LISTED RECORDS:
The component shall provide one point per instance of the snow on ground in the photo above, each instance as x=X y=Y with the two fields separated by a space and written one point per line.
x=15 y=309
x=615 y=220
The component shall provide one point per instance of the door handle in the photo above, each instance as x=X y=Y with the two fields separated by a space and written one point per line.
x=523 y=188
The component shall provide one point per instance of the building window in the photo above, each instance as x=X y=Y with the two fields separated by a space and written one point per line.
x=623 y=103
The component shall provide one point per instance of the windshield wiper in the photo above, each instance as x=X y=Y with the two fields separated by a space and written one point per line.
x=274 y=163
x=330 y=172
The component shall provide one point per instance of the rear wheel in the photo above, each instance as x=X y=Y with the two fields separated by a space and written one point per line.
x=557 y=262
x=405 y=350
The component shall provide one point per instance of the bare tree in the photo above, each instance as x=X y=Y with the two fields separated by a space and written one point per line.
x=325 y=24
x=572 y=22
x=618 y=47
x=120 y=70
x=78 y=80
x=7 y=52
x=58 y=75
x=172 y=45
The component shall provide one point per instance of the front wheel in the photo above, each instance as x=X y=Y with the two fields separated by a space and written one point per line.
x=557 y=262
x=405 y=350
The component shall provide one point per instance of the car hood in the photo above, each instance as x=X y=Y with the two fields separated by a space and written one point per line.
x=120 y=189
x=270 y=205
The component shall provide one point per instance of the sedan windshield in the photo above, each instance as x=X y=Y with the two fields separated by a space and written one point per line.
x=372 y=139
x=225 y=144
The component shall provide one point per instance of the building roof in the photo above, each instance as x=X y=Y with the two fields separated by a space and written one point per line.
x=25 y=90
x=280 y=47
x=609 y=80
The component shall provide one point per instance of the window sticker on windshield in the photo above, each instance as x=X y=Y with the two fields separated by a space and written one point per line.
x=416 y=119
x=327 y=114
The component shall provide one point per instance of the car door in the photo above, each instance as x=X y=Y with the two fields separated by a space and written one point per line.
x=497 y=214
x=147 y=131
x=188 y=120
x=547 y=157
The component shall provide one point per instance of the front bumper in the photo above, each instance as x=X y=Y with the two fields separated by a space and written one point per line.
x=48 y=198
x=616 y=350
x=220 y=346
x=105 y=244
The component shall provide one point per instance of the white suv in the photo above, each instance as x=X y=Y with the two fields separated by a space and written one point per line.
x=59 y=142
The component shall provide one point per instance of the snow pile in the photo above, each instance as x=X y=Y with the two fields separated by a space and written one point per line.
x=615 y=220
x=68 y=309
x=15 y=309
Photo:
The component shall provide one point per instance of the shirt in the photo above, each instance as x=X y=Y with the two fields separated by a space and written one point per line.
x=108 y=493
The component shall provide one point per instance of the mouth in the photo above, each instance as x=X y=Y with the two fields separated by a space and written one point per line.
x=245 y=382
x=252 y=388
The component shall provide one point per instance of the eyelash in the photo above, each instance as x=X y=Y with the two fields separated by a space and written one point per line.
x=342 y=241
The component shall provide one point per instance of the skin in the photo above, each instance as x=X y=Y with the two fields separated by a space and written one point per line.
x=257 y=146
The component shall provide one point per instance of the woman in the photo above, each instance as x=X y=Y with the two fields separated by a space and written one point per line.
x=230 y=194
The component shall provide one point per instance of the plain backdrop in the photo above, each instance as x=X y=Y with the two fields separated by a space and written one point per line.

ASSIGNMENT:
Recopy all the entries faithfully, leaving none out.

TASK RESULT:
The component shall provide one point per instance of the snow on ground in the photo above, each instance as x=X y=Y with the two fields separated by a space and written one point per line.
x=15 y=309
x=615 y=220
The component shall provide one point per instance of the door handle in the photo above, each instance as x=X y=Y with the two fields separated by a space and written one point per line.
x=523 y=188
The component shall provide one point per instance of the building window in the photo above, each instance as x=X y=Y with the two fields separated by a space and written one point per line.
x=623 y=103
The component shall provide one point per instance of the windshield wiper in the photo above, each instance as x=X y=Y with the two fields separated by a space and written one point per line.
x=274 y=163
x=330 y=172
The component shall provide one point per instance of the rear wheel in the photo above, each instance as x=X y=Y with the two fields separated by a space and written one point per line.
x=557 y=262
x=405 y=350
The component shall provide one point per instance of the bare tree in the photo above, each instance as x=X y=Y with the two fields separated by a space and written one point per line.
x=325 y=24
x=572 y=22
x=618 y=47
x=120 y=70
x=78 y=80
x=7 y=52
x=58 y=75
x=172 y=45
The component shall provide one point per instance of the front wheel in the photo above, each instance as x=X y=Y with the two fields separated by a space and written one point per line.
x=557 y=262
x=405 y=350
The component shall provide one point per instance of the car hood in the photo above, each instance as x=X y=Y with the two fields separated by a space and written one point per line.
x=120 y=189
x=270 y=205
The component shall provide one point per instance of the sedan windshield in the photo above, each instance as x=X y=Y with the two fields separated by a space and written one point per line.
x=372 y=139
x=225 y=144
The component shall provide one point per instance of the building roof in the photo above, each instance as x=X y=Y with the two fields separated by a space and written one point per line.
x=25 y=90
x=280 y=47
x=609 y=80
The component shall provide one point per instance of the window sticker on windshield in the photo above, each instance as x=X y=Y with the two fields separated by a space and written one point per line.
x=416 y=119
x=327 y=114
The component shall provide one point per instance of the car door in the photo above, each instance as x=X y=Y with the two fields separated by a space and written one point per line.
x=497 y=214
x=147 y=131
x=188 y=120
x=547 y=157
The component shall provide one point per instance of the front bumper in the photo above, each instance as x=X y=Y with the two fields separated by a space and written one point per line.
x=48 y=198
x=616 y=350
x=220 y=346
x=105 y=244
The component shall provide one point per instance of the white suv in the photo above, each instance as x=X y=Y with the two fields separated by a space and written one point per line.
x=59 y=142
The component shall provide one point per instance of the snow pile in the photo above, each instance as x=X y=Y with the two fields separated by a space and written one point per line.
x=615 y=220
x=68 y=309
x=15 y=309
Photo:
The component shall provide one point per instance of the shirt in the photo above, each instance as x=X y=Y with the two fields separated by a space and written one point per line.
x=108 y=493
The component shall provide one point per instance of the mouth in the photo above, each instance as x=X y=Y with the two fields separated by a space and written one point per line.
x=245 y=382
x=252 y=388
The component shall provide one point per instance of the eyelash in the photo above, each instance as x=X y=Y with the two fields separated by a space and written one point per line.
x=342 y=241
The component shall provide one point per instance of the skin in the photo above, each instance as x=X y=Y with the two fields separated by a space and written one point per line.
x=257 y=146
The component shall provide one point per instance of the woman in the photo above, each instance as x=X y=Y with the two fields separated by a space and written one point per line.
x=230 y=194
The component shall provide one point per instance of the plain backdrop in the photo above, each instance as x=X y=Y with the two fields separated by a space and written one point per line.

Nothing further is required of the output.